Ed ecco, crescere con la Buona ed il Giusto è stato il più grande regalo che questo mondo potesse farmi, è stata la situazione ideale in cui formarmi, è stata la fonte migliore che il fiume che rappresento potesse avere. Un'acqua sì buona, ma anche sana, consapevole che, per poter scorrere, bisognava scavare nella montagna, emergere, ed aiutato dalle forze esterne aprirmi una via nella valle. Per poter sì far giungere il più lontano possibile la mia buona acqua, ma anche non fermarmi davanti agli ostacoli che si ponevano tra me ed i miei obiettivi, ovvero tutto ciò che di sbagliato avrebbe potuto limitarmi: e così mi sono infiltrato nella montagna, ho visto la luce del sole, ho lentamente creato il mio letto, abbattuto alberi, a volte curvandomi per evitare dei limiti troppo difficili da superare, ma mantenendomi sempre coerente e fedele alla mia missione.

......

Cosa fare: Prosegui il brano in cui chi scrive si descrive come un fiume, ripartendo subito dopo la sua ultima frase. Non occorre consultare i dati.

......

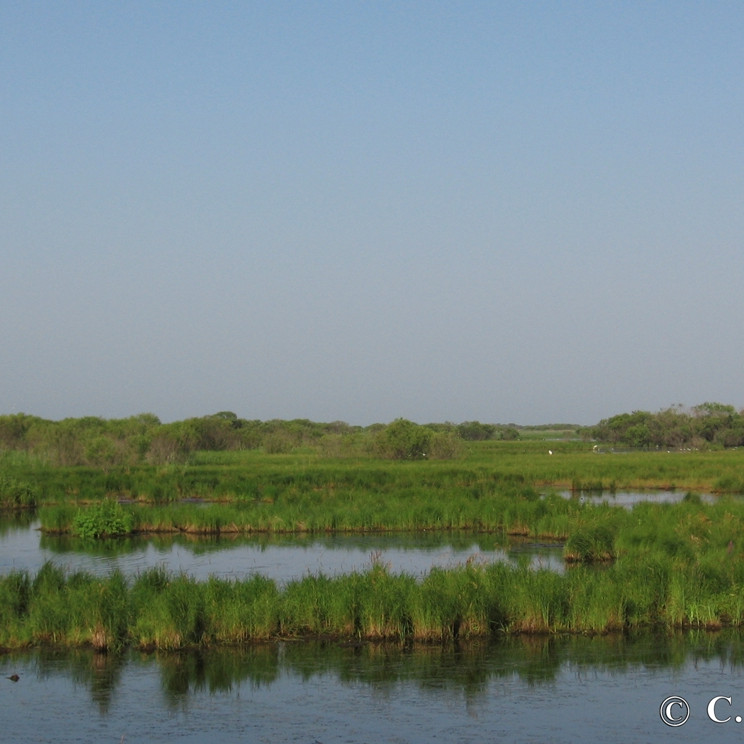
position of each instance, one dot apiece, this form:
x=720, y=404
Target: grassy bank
x=157, y=610
x=256, y=476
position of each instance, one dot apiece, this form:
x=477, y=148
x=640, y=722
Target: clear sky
x=523, y=212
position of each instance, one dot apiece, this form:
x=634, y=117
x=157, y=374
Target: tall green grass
x=648, y=588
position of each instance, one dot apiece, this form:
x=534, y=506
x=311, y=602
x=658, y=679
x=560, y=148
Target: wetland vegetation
x=663, y=566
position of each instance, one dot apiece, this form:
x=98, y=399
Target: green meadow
x=664, y=566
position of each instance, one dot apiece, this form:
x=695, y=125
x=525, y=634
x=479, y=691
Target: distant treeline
x=96, y=441
x=701, y=427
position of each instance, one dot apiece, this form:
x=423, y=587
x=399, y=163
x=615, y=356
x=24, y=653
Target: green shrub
x=106, y=519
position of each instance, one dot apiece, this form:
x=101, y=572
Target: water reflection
x=555, y=689
x=279, y=557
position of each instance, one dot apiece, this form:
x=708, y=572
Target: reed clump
x=648, y=587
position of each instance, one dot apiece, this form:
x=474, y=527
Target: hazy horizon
x=345, y=211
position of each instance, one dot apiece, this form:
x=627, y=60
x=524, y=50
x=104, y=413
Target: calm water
x=526, y=690
x=540, y=689
x=23, y=547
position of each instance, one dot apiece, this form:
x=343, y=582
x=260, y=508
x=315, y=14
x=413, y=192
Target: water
x=628, y=499
x=282, y=558
x=531, y=689
x=527, y=690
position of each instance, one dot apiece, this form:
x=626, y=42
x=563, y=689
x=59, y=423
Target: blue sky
x=502, y=211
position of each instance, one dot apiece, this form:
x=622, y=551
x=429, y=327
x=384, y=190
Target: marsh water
x=557, y=690
x=529, y=689
x=282, y=558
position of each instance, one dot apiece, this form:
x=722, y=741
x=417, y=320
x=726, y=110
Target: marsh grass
x=159, y=610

......

Risultato:
Prima di raggiungere il mare spero passino ancora tanti post, tanti giorni, tante esperienze, e spero che buona parte di questo tempo che manca al raggiungimento della foce io possa farlo con la fonte ancora viva e rigogliosa. Perché spesso ho parlato di eroi in questo blog, ma i più grandi di tutti, quelli che realmente si vorrebbe potessero essere immortali, sono proprio loro: Marco il Giusto e Luciana la Buona. Grazie, davvero, per questo meraviglioso percorso che mi avete invogliato a intraprendere e che tanto mi sta dando, in nome della bontà, in nome del giusto. In nome dell'amore.